── MATERIAL SUPPLIED ──
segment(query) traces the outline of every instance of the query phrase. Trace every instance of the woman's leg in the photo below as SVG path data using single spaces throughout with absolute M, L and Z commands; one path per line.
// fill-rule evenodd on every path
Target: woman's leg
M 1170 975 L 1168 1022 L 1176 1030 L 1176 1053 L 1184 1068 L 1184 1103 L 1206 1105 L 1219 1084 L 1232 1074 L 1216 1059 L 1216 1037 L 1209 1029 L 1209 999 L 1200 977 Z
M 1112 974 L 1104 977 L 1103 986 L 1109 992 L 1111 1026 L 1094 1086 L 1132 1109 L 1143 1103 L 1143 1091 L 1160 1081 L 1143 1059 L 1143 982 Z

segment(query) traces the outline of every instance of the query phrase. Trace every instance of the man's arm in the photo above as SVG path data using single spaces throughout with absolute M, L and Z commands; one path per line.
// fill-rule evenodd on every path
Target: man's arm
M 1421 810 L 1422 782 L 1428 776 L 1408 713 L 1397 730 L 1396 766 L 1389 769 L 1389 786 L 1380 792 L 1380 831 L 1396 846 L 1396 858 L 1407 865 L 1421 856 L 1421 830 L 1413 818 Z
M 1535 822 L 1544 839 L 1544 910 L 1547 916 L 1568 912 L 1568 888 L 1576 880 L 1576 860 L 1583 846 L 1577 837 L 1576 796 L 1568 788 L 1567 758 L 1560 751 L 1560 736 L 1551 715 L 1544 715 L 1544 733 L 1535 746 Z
───
- _EXERCISE OBJECTIVE_
Scan the material above. Copy each line where "phrase" occurs.

- _RESULT OF THIS EXERCISE_
segment(query) traces the outline of every instance of the query phrase. Trace every instance of the woman's leg in the photo below as SVG path data using single spaces throughout with absolute M, L and Z commands; one path per line.
segment(query) traces the outline of every instance of the query phrase. Trace every instance of the man's arm in the photo above as SVG path data using single spaces throughout with absolute M, L and Z commands; one path per line.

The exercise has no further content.